RECORDS FOR THIS TASK
*** Block opens ***

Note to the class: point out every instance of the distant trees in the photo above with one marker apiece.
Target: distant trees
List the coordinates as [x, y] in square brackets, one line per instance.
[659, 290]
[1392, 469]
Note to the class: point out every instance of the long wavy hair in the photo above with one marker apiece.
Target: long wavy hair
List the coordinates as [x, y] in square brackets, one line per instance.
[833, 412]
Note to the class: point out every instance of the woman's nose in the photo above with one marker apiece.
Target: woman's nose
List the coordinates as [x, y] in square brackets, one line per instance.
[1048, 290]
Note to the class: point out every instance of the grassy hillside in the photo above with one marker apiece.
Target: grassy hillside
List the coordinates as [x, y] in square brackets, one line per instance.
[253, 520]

*** Block closes ***

EXERCISE BRIEF
Could you find each line in the entries that contains the string "above" and copy it?

RESPONSE TO THE TASK
Note to the class: point out every instance of the distant trees in the photo above with one marker apiece.
Note to the class: point out every instance of the long wavy hair in the photo above with one marker apiece.
Note to the class: point out every instance of the woman's nose in the photo above with one marker apiece.
Note to the class: point out every instance of the grassy hillside in the photo above with one marker apiece.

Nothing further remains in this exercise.